SOURCE MATERIAL –
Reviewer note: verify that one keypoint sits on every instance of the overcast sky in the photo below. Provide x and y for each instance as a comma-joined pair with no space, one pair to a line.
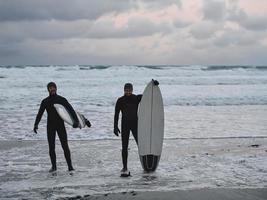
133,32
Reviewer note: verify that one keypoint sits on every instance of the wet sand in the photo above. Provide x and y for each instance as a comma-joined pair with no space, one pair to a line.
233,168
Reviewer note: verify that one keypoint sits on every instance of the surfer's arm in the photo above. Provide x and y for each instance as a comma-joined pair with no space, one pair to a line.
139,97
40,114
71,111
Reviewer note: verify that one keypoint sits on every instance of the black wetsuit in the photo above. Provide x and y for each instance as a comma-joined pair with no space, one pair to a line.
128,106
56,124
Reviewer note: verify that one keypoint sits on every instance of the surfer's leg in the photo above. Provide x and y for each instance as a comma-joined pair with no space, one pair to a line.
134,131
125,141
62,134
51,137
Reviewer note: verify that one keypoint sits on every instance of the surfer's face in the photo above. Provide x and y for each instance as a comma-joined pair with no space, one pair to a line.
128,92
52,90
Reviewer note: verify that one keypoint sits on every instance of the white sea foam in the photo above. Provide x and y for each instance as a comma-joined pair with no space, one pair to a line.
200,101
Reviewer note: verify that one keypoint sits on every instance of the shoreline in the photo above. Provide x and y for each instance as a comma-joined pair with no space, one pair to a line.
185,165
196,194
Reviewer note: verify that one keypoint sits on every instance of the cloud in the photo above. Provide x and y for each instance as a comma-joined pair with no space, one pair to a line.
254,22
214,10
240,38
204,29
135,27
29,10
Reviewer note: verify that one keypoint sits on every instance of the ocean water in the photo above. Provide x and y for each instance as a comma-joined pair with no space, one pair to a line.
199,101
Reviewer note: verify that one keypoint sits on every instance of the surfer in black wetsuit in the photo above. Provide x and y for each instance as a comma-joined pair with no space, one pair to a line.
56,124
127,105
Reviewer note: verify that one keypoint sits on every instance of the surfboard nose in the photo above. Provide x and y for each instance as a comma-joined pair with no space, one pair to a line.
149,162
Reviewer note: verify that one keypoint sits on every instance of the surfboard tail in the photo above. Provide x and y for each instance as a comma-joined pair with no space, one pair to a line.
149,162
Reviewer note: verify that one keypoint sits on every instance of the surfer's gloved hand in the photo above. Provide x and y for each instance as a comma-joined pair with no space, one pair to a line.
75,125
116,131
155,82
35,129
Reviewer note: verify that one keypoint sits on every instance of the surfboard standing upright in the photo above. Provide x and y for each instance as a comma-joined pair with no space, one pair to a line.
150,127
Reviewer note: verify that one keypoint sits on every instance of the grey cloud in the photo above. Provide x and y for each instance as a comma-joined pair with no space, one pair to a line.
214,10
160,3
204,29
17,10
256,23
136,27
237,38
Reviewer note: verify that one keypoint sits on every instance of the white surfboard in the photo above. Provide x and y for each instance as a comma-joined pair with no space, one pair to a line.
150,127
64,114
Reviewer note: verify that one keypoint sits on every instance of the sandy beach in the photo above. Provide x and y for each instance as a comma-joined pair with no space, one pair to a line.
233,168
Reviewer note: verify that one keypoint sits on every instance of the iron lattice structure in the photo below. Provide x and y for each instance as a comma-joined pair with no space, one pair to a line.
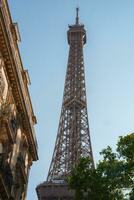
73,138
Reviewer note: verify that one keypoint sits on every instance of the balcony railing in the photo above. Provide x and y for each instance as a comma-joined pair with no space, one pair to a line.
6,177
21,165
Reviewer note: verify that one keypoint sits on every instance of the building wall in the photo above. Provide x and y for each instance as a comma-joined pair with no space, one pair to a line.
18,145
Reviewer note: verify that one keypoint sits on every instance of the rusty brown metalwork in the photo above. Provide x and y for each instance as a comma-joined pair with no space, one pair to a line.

EXERCISE OBJECTIVE – Transcribe the listing above verbatim. Omit the pictures.

SOLUTION –
Reviewer note: verify that one keypoint sits on every instance of the overcast sky in the photo below. Provide x and y for each instance as a comma-joined pair with no space, one pair to a line.
133,32
Reviewer note: verify that one keypoint sits on every instance of the wet sand in the photo above. Provide x and y for each instance as a comma-joined pair with no space, one pair to a line.
233,168
Reviewer note: verify that one keypoint sits on every instance of the surfer's arm in the photo above. Provide x and y for each instance as a comma-joined pair with no space, one pair to a line.
139,97
40,114
71,111
Reviewer note: verify that one keypoint sits on every instance of the black wetsuit in the photo above. Provide x and y for each instance as a comma-joined pair with no space, one pair to a line.
128,106
56,124
Reviewer note: verify that one keypoint sits on every instance of the surfer's leg in the photo above. Provide x and y for each instance as a comma-joined pair with no space, one pair to a line.
134,131
125,141
62,134
51,137
Reviewer note: verify that one keypoint sits on every instance of the surfer's face in the photo above. Provide x and y for each instance as a comma-joined pair with no space, one pair to a line.
128,92
52,90
Reviewer note: verify that one keypoint sits on every instance of the white sea foam in the photo above. Provide x and y for each instance as a comma-joined pair with no space, one pair to a line.
200,101
Reviewer note: verify that one keypoint sits on every instance of the shoreline in the photo above. Provide x and y for each instance as a comma-joined pair with no space, one pair to a line.
185,165
196,194
Reviewer note: verify that one keypoint sits on every instance of the cloud in the photo above. Provide x and y for each instance as a comma-joined pair with no space, one pair to a line.
254,22
214,10
240,38
204,29
135,27
29,10
Reviewer note: verify that one keypoint sits on every instance of the ocean water in the photo above. Provide x and y for each instance as a comma-joined pair with no space, one pair to a line.
199,101
Reviewer note: verify that one keypoint sits on every instance of the surfer in black wetsuit in the photo above. Provide x and y for each instance as a comma-joined pair with no space, one pair to a line.
56,124
127,105
Reviewer note: verify that one keypoint sits on every instance of the surfboard nose in the photo above. Provide x and y for each instance as a comma-joined pair with no space, one pair to a line.
149,162
Reviewer note: verify that one keypoint sits on every instance of the surfboard tail in the photo above. Provide x and y for each instance as a comma-joined pair with no space, one pair to a line.
149,162
Reviewer note: verify that one keypoint sits on every instance of the surfer's gloved hand in the photo above. Provide x and y for each instance as a comma-joined pair with no space, one pair to a line.
75,125
116,131
155,82
35,129
Reviewer note: verify that one keypoint sits on every instance of the surfboard standing upright in the photo above. Provide x and y for each instance as a comma-joined pair with no space, one pair to a line.
150,127
Reviewer note: verify that one keypoint sits on every instance of the grey cloud in the photo above. Provide x and y for each instance as a comma-joined pair with no space, one pair to a line.
214,10
160,3
204,29
17,10
256,23
136,27
237,38
Reviewer note: verify that one keypoint sits on every instance of the white surfboard in the photo above. Provide x and y for each instance as a comma-joined pair with no space, one pair to a line.
150,127
64,114
Reviewer note: verify that one keypoint sits on every instance of the sandy beach in the photo above. Provide x and y for each instance as a comma-joined pair with no space, one pair to a line.
233,168
Reviewer note: verify that one keypoint sits on every instance of the iron lattice structure in the photo below. Provide x and y for each instance as a comma-joined pair with no space, one pair to a line.
73,138
Reviewer note: verify that one keypoint sits on every instance of the balcony railing in the photo above. Provide x and y for each instance as a comma-joined pair with no space, one pair to a line.
6,177
21,165
Reviewer note: verify that one keypoint sits on every instance of the building wall in the photo above. Provide x and y for each instance as a comma-joined pair with no space, one pair to a line.
18,145
Reviewer note: verify that one keypoint sits on every instance of the rusty brown metalwork in the photo above. Provide x and y for each instance as a comma-joined pair with no space, one pair to a line.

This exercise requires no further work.